____ SOURCE PASSAGE

4) David Frum offers a provocative interpretation of the speech as a rejection of Obama’s lofty 2008 pitch for unity and leadership — in favor of a non-naive, fight-back vision of Dem groups taking from GOP groups:
Hillary Clinton’s speech had to be long because the coalition she seeks to assemble is made up of so many different sub-units, each of which needed to be assured that its claim would be included in the total: unauthorized immigrants, indebted college students, working mothers … schoolteachers …Obamacare enrollees …: a coalition of interest groups who may not always recognize each other as allies and who cannot automatically be relied upon to show up on voting day.
The Coalition of the Dependent! That’s a slightly nightmarish, if not inaccurate, vision of politics of a modern campaign. But it’s not the speech that I’m reading here on the Web. Hillary’s actual text has plenty of appeals to “unity” and descriptions of how her leadership will bring both sides of the class divide together. She trumpets hidden “allies for change” in business and finance. She denounces “extreme partisanship,” while posing as the problem-solving middlewoman. (A few hours after the speech she triangulated on trade.) She’ll fight back — not against rich, white married GOPs, but “against those who would drive us apart.” Hard to believe youthful Daily Kossacks will be satisfied with this version of 2004’s Fight Club progressivism. But then they are older now.

________

WHAT IS REQUIRED:
In the passage on Hillary Clinton's speech, what did she do a few hours after giving it?

____ DATASET EXTRACT

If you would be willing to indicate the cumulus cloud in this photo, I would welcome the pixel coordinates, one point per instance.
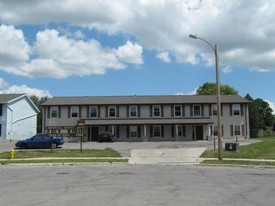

________

OUTPUT FOR THIS EXERCISE:
She triangulated on trade.